- _Texte de la page_:
= = = = =

Acheter une PORSCHE 993 Carrera 2
Thomas Riaud le 06/02/2008
Pour succéder à la vénérable 356, Porsche lança en 1963 la 911. Trente ans plus tard était présentée la dernière "vraie" 911 : la 993
Historique
Pour succéder à la vénérable 356, Porsche lança en 1963 un modèle 100% inédit : la 911. Bien que l'architecture soit équivalente (moteur en porte à faux refroidi par air), cette 2+2 apparaissait comme plus moderne à tout point de vue.
Redoutable en compétition, la 911 parviendra au fil des ans à s'imposer dans toutes les catégories (GT, Rallye, Endurance…), et à gagner le cœur des passionnés de voitures sportives.

= = = = =

- _Lignes de données_:
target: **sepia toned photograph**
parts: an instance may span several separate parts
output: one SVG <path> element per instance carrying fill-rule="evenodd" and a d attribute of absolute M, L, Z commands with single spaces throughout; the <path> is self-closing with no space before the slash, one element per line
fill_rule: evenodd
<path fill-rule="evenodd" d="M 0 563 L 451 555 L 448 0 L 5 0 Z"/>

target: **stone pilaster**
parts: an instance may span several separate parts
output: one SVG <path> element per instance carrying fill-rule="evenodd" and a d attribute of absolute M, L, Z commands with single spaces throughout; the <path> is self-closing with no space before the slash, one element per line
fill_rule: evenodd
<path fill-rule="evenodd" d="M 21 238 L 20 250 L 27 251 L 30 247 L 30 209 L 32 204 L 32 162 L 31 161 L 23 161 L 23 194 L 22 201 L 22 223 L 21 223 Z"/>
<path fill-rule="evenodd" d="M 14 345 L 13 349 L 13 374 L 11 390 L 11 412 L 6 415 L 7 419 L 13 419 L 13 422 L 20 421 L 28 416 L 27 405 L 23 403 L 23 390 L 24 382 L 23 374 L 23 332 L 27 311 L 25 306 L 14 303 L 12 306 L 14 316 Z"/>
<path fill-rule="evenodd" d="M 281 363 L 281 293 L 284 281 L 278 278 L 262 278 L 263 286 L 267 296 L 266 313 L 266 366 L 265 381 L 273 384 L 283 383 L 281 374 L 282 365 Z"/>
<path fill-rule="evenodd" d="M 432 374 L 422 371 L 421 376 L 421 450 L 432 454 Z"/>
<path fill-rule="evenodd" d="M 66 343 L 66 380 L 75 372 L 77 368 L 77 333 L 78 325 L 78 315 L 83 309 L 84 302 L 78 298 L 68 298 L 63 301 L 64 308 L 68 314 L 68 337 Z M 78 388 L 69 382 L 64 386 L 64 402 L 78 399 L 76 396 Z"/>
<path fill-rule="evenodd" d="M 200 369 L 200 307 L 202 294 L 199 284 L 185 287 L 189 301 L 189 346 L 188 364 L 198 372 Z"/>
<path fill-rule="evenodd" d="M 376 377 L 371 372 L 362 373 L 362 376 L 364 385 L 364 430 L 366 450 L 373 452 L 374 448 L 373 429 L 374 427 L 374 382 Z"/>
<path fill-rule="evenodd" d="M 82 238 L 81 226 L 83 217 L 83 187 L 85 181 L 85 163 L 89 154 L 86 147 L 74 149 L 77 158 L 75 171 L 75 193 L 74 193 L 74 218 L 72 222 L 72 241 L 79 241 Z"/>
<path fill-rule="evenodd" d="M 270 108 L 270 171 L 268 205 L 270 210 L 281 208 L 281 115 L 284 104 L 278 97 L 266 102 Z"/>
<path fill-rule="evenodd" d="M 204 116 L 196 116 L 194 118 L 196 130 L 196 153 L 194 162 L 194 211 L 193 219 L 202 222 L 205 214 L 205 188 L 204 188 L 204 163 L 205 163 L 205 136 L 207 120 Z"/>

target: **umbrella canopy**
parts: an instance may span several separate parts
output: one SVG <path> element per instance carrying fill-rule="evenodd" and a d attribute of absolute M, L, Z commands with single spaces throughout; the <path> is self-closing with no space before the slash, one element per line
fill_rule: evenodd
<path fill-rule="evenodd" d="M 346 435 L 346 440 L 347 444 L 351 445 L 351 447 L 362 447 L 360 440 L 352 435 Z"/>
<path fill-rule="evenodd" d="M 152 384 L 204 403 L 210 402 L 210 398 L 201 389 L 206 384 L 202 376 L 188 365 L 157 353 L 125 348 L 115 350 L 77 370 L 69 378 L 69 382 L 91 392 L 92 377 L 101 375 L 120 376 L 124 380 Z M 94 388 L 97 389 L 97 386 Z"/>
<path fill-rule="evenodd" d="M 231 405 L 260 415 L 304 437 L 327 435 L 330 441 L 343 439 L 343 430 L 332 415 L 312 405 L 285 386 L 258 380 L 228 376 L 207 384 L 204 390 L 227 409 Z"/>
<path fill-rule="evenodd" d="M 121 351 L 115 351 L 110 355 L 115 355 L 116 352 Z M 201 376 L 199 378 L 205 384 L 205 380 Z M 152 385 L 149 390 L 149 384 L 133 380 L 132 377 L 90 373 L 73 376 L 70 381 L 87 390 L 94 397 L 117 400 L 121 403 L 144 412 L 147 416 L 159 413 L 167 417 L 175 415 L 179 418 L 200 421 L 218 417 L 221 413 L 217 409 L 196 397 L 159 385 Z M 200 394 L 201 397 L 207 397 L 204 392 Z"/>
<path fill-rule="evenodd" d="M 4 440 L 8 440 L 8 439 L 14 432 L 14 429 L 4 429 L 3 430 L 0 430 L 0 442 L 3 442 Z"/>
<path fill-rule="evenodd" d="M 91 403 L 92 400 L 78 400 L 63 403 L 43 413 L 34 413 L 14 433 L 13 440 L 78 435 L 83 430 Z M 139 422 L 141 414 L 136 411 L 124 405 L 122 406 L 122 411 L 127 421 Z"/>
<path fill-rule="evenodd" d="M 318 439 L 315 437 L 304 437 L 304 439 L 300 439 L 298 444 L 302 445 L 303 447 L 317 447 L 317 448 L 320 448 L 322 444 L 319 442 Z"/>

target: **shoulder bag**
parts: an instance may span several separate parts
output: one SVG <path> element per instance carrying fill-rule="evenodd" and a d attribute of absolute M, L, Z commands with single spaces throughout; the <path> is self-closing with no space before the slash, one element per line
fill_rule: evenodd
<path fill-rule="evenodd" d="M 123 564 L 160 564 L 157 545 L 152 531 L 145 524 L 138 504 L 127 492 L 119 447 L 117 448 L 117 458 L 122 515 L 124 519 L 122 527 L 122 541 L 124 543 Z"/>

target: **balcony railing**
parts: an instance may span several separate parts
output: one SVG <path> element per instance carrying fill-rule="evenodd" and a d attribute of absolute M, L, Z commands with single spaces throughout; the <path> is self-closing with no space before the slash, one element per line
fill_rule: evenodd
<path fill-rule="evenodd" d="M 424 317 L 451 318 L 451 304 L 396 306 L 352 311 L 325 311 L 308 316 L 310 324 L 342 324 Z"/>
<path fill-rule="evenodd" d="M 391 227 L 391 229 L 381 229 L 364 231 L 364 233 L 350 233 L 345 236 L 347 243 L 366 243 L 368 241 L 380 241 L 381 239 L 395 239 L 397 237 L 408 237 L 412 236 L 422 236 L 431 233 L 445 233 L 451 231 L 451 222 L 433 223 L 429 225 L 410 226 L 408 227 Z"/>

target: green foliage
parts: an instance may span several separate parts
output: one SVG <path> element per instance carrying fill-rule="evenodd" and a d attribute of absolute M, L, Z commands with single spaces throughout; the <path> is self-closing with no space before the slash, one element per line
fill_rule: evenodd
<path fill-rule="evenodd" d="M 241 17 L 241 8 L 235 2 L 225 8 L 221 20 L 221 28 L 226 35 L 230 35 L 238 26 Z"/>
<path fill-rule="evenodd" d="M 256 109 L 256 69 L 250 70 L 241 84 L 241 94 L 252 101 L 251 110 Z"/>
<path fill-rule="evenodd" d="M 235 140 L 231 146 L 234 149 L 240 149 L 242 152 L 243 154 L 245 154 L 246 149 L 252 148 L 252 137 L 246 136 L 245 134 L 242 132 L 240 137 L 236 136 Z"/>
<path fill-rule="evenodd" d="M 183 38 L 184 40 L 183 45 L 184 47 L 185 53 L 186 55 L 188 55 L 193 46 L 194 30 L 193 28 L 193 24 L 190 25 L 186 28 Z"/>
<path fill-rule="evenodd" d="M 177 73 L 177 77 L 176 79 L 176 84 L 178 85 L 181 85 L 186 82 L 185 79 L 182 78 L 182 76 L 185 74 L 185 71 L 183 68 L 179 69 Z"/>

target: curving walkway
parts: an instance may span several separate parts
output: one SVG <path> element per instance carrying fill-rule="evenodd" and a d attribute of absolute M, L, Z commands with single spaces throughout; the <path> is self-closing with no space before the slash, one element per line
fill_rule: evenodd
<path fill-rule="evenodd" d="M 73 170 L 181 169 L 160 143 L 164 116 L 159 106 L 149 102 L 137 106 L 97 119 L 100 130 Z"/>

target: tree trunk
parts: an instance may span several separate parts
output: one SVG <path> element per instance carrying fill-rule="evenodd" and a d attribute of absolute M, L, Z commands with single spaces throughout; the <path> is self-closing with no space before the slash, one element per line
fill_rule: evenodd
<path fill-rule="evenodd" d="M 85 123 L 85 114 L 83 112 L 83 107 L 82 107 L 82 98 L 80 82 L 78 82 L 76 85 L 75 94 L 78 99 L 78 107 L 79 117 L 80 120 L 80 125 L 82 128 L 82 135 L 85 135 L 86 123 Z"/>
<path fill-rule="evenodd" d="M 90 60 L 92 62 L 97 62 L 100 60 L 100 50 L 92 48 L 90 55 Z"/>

= = = = =

- _Tâches à réaliser_:
1) Relevez, s'il vous plaît, tous les modèles Porsche nommés dans l'article sur la Porsche 993.
2) D'après l'article sur la Porsche 993, en quelle année Porsche a-t-elle lancé la 911 ?
Les enregistrements ne servent à rien ici.

- _Réponses rédigées_:
1) 356, 911, 993 (Carrera 2)

2) En 1963.